### Lavoro da svolgere
a - Riporta il testo sull'informazione da "C’è però anche" a "accentuano alcuni caratteristiche.", cambiando "social" in "social network".
b - Indica quante righe delle voci contengono la stringa "microphone", distinguendo tra maiuscole e minuscole. Scrivi soltanto il numero.

### Estratto della fonte
Il problema è il monopolio, cioè quando
o per un controllo da parte dello Stato o per un controllo da parte di forti
interessi economici, i grandi mezzi d'informazione, come storicamente sono
stati, sono controllati da pochi soggetti. Ovviamente questo è un problema per
la democrazia, ma lo è sempre stato.
Noi viviamo in democrazie che sono
afflitte dal problema di un'informazione non equilibrata.
Oggi ci sono dei processi in atto che
vedono sempre meno monopolio rispetto ad una volta. Ci sono le televisioni
private, le radio private, tutti possono entrare in rete e disseminare
informazioni.
C’è però anche un degradamento generale
dell’informazione, una perdita di professionalità nel giornalismo per cui le
informazioni cui accediamo non sono più false di prima, ma i controlli, la
prevedibilità della falsità delle notizie sono sempre più difficili da eseguire
e gestire.
Qual è incidenza dei
social nel formare un'opinione? Sono più meno efficaci dei mass media tradizionali?
C’è una circolazione dell'informazione bidirezionale.
Per
esempio, i giovani si informano sempre di più tramite social ma tramite i
social vanno a finire sui siti delle grandi testate giornalistiche.
Però i social introducono alcune
novità, oppure accentuano alcuni caratteristiche.
C'è il fenomeno della
disintermediazione.

### Dati di origine
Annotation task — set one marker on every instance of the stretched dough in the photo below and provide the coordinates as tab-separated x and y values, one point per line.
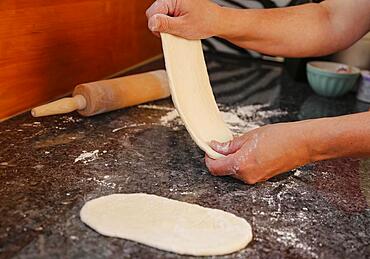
167	224
192	93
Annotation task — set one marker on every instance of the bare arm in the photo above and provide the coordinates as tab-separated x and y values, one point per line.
305	30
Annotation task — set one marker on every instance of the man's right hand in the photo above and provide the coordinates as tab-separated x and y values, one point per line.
190	19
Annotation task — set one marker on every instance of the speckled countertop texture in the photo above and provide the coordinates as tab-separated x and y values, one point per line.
317	211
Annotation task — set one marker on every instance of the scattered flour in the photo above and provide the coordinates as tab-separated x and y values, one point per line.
155	107
129	126
172	116
86	157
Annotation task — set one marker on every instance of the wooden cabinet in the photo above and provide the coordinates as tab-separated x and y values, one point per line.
48	46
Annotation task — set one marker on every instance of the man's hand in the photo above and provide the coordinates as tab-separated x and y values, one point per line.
190	19
261	154
268	151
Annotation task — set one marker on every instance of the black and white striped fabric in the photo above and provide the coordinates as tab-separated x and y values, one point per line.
221	45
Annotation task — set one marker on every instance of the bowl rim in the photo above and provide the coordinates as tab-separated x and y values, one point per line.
311	65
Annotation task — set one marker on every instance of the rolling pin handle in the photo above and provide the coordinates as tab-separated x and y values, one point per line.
61	106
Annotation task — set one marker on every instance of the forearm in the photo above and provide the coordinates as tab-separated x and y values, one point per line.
344	136
305	30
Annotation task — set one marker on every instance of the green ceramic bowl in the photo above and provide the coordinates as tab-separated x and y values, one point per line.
331	79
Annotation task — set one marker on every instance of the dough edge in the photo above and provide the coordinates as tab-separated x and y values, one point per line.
202	145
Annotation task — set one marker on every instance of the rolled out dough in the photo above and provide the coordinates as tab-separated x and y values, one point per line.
192	93
167	224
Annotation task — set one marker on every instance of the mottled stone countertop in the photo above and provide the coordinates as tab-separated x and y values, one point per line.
318	211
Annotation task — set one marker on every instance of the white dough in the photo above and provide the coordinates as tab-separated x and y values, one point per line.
192	93
167	224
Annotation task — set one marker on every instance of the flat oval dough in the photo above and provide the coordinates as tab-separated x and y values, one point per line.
167	224
192	92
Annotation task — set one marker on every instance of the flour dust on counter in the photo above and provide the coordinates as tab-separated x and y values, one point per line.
192	93
167	224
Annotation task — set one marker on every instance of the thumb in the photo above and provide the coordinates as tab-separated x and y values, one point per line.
163	23
224	166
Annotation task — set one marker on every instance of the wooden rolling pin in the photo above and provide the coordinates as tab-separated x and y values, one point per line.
103	96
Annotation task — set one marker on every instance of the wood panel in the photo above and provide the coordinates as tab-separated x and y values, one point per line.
48	46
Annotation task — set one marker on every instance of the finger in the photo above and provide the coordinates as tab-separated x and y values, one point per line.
230	147
158	7
223	166
163	23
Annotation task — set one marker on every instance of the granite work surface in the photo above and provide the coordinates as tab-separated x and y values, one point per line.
49	167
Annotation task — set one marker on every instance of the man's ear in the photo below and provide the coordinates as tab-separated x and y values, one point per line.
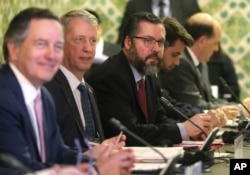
202	41
13	50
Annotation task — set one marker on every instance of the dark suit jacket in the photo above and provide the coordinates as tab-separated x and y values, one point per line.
221	65
110	49
117	97
184	84
181	10
68	116
16	131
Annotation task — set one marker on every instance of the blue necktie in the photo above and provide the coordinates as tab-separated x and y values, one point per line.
86	107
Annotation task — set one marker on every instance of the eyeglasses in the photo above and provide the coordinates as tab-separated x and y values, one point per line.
150	42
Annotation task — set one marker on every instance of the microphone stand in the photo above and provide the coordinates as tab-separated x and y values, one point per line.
121	127
207	154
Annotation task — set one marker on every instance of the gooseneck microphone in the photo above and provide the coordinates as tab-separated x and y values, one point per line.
168	104
123	128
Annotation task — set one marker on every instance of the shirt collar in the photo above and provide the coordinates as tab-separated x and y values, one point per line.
194	58
28	90
136	74
73	81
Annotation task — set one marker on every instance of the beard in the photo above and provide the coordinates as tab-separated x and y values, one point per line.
141	65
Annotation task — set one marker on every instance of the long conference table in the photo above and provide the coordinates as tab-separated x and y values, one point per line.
221	165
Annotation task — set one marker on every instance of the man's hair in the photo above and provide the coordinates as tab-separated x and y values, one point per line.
18	27
77	14
175	31
197	28
132	27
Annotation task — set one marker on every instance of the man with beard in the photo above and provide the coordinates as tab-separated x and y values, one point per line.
178	38
119	84
187	82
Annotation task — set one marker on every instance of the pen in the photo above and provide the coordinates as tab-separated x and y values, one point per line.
118	138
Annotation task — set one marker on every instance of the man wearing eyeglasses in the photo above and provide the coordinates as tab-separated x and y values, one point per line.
127	88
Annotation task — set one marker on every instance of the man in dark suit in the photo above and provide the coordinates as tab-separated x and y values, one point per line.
179	9
221	65
178	38
33	51
21	80
120	96
104	49
189	82
77	60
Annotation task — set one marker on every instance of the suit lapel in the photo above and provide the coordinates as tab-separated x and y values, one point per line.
202	86
70	99
96	114
17	92
124	61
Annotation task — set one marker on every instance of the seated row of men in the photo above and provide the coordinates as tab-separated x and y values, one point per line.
47	57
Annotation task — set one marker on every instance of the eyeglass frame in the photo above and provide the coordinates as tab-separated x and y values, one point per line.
152	40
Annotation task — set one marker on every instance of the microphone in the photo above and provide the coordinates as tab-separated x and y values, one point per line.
14	163
186	160
123	128
229	136
168	104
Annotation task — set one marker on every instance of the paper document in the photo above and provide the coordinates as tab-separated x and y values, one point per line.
147	155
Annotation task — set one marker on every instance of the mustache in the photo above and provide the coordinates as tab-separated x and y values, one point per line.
153	55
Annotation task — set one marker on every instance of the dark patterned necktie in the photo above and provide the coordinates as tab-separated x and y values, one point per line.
38	105
142	96
88	116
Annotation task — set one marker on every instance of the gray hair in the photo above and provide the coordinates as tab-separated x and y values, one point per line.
80	14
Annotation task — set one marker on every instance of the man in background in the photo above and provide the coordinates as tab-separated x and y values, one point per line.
189	81
33	51
127	88
179	9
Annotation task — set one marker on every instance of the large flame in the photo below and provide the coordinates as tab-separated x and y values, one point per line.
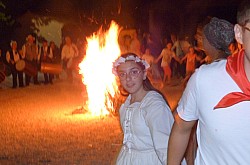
96	69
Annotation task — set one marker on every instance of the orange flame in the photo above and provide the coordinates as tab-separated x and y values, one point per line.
96	69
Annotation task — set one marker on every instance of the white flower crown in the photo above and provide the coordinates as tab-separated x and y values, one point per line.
121	60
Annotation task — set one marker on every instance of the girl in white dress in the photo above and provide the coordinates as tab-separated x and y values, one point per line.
145	116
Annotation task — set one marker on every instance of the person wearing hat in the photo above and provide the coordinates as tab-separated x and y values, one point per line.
46	56
30	54
12	57
218	97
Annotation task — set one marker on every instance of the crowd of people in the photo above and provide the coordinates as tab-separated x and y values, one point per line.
210	123
24	64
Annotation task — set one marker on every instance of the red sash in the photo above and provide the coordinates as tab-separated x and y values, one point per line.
235	68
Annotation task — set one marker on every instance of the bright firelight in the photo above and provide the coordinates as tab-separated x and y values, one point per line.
96	69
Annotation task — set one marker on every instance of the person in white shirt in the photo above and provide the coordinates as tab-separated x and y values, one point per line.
12	57
69	52
218	97
46	55
30	54
145	116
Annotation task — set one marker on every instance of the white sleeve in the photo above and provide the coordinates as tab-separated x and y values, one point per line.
159	119
187	107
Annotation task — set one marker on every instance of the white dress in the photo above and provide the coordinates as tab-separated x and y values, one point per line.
146	126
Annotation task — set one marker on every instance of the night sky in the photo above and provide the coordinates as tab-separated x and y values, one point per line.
170	15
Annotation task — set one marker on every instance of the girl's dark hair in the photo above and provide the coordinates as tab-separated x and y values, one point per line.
147	85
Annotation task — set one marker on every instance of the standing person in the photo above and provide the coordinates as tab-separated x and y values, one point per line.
145	117
30	54
56	55
167	54
12	57
46	55
69	52
217	95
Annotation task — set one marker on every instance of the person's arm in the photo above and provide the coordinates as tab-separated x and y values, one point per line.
178	141
8	57
185	57
63	55
159	119
24	52
160	56
176	58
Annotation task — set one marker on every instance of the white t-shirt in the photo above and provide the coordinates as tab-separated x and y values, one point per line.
223	134
146	126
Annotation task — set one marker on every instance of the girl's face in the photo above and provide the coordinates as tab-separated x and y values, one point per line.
131	76
191	50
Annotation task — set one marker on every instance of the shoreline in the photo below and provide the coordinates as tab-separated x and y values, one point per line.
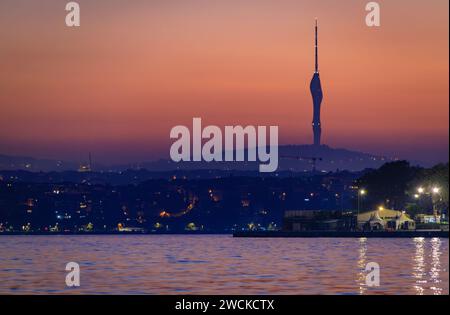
344	234
259	234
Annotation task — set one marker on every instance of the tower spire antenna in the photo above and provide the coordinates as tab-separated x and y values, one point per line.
317	49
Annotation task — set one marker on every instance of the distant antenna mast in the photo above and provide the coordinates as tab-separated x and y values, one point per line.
317	50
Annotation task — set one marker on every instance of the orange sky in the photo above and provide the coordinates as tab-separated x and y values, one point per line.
135	69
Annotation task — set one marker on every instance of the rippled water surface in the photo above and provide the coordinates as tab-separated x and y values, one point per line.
207	264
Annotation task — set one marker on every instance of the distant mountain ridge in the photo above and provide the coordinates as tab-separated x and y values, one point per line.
296	158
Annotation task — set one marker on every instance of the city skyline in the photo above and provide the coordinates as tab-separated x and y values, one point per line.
116	86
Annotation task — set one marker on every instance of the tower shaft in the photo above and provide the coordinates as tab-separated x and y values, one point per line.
317	95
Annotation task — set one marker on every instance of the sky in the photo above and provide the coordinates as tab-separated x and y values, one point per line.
118	84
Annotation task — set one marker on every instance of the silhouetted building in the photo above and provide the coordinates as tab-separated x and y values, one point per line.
316	92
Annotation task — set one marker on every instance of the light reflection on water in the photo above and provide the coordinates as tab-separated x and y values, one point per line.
205	264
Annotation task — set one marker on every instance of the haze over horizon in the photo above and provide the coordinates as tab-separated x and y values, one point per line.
118	84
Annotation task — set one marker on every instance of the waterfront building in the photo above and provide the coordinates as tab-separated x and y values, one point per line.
385	219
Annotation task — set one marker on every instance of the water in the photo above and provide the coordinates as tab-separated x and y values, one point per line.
205	264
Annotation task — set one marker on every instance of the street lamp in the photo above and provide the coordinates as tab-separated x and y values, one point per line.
361	193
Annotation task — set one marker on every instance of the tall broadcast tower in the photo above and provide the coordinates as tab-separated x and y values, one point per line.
316	92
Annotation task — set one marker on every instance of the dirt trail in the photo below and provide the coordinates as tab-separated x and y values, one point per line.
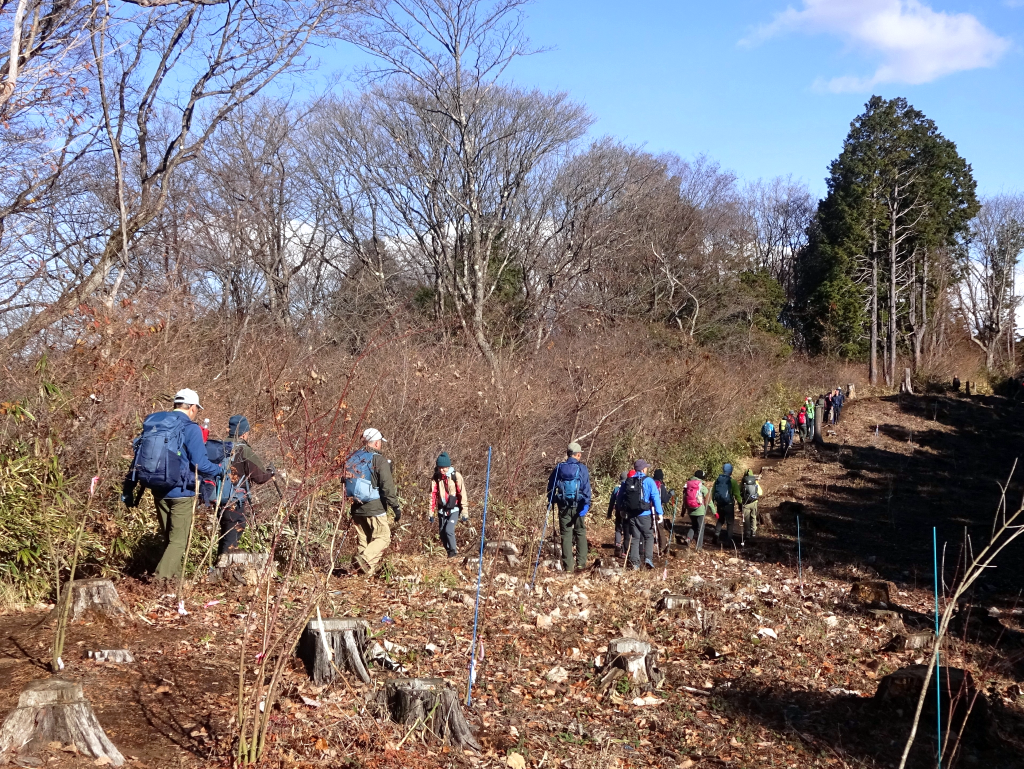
894	468
735	694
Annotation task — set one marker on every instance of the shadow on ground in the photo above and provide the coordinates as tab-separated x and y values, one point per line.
870	502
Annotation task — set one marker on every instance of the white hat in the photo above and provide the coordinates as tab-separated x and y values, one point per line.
186	397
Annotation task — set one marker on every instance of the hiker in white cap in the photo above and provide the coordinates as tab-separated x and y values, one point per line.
370	485
168	455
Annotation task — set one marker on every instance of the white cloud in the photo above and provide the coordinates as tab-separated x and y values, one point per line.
915	43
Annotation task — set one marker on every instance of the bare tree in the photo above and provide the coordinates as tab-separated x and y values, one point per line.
472	144
172	75
986	293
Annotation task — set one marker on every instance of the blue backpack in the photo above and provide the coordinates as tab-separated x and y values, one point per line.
160	462
358	481
566	489
723	489
217	490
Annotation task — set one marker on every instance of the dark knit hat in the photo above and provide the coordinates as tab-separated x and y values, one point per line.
238	425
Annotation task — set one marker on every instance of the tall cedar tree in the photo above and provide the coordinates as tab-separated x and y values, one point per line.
898	194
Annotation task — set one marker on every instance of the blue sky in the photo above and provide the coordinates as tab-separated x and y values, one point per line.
769	87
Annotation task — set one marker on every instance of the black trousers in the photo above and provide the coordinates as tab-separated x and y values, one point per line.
232	523
641	531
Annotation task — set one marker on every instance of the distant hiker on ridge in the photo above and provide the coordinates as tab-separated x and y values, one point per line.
370	484
168	455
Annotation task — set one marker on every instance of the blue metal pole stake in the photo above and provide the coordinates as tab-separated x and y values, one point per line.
479	577
544	531
800	558
938	671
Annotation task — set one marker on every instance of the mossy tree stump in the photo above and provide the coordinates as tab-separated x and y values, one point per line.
330	646
633	659
430	703
92	597
52	710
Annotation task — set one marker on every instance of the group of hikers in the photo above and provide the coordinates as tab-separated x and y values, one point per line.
177	460
803	423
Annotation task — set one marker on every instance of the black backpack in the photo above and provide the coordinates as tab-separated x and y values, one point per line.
750	489
631	496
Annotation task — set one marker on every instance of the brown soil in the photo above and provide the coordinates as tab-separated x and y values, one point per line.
733	695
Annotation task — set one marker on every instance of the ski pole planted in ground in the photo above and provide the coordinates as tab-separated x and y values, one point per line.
479	577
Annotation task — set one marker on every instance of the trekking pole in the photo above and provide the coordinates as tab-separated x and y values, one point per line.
544	531
672	532
938	671
479	577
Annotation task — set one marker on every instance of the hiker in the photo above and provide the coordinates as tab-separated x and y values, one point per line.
620	520
448	502
697	502
838	400
246	468
726	495
168	456
768	433
750	490
637	498
664	526
568	487
370	484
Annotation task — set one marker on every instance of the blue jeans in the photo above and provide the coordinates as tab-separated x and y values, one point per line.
445	529
641	529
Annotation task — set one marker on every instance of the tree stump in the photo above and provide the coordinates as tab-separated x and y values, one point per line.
242	568
430	703
122	656
678	604
329	646
632	658
93	597
911	641
503	547
869	592
54	711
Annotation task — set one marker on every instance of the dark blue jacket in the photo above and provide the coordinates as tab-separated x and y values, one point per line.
566	470
195	451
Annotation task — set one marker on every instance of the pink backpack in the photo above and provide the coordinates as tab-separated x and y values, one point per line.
692	500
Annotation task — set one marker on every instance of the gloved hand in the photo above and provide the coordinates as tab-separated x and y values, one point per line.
128	496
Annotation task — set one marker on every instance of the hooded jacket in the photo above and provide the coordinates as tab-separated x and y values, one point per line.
449	486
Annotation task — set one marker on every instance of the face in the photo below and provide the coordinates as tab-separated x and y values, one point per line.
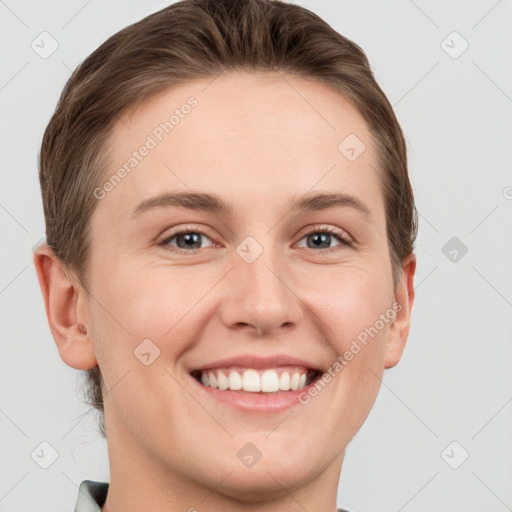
207	258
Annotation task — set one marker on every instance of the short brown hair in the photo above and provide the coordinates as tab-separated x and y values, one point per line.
193	39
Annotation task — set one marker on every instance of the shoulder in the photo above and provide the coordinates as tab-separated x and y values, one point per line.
91	496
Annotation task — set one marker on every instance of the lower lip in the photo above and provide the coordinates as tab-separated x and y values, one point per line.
256	402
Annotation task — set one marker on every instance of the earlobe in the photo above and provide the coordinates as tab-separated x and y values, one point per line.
63	301
399	330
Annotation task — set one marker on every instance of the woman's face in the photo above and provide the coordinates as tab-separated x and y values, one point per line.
239	272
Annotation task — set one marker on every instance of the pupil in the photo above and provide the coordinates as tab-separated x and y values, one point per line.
191	239
321	238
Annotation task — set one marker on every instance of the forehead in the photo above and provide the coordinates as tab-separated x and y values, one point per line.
240	134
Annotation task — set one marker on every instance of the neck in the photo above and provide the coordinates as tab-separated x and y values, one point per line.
141	480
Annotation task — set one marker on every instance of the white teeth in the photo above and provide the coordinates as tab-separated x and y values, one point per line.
294	382
251	381
284	381
222	381
235	381
267	381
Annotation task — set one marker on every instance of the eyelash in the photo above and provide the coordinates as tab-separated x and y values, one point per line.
344	241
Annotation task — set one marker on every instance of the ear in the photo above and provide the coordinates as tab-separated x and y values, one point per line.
404	298
65	304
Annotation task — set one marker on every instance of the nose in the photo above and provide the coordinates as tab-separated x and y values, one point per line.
260	296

### Risultati attesi
a -
C’è però anche un degradamento generale
dell’informazione, una perdita di professionalità nel giornalismo per cui le
informazioni cui accediamo non sono più false di prima, ma i controlli, la
prevedibilità della falsità delle notizie sono sempre più difficili da eseguire
e gestire.
Qual è incidenza dei
social network nel formare un'opinione? Sono più meno efficaci dei mass media tradizionali?
C’è una circolazione dell'informazione bidirezionale.
Per
esempio, i giovani si informano sempre di più tramite social network ma tramite i
social network vanno a finire sui siti delle grandi testate giornalistiche.
Però i social network introducono alcune
novità, oppure accentuano alcuni caratteristiche.

b - 3